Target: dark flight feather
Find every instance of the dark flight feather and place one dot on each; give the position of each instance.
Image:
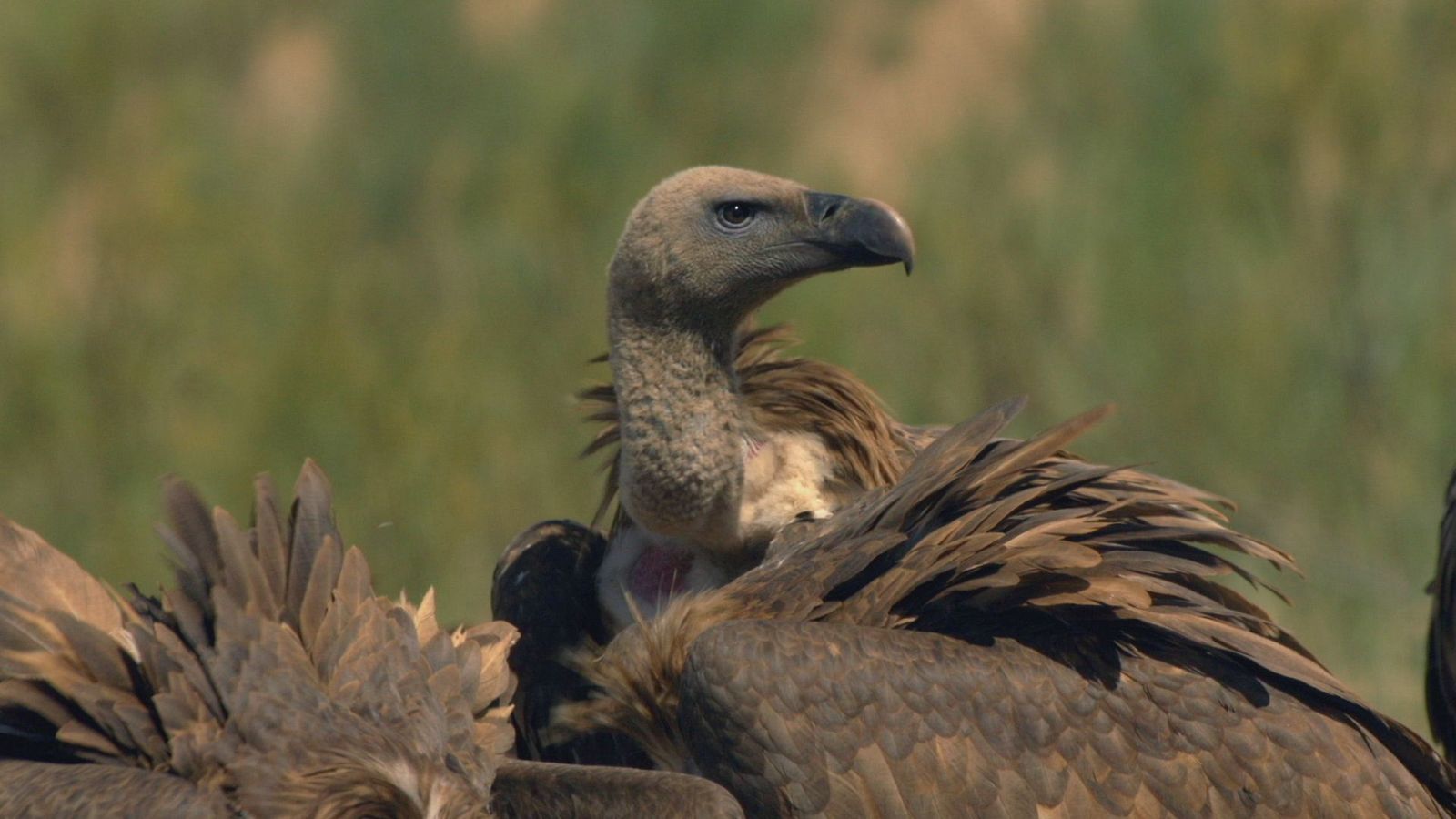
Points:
(1005, 630)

## PROBLEM DESCRIPTION
Starting at the line that contains "Find every instance" and ending with the last line of the data, transcribe every line exactly; skip the pictures.

## EXPECTED ANSWER
Find every instance of the dark flight feather and place one dot on each; give the position of each instance.
Image:
Points:
(1005, 630)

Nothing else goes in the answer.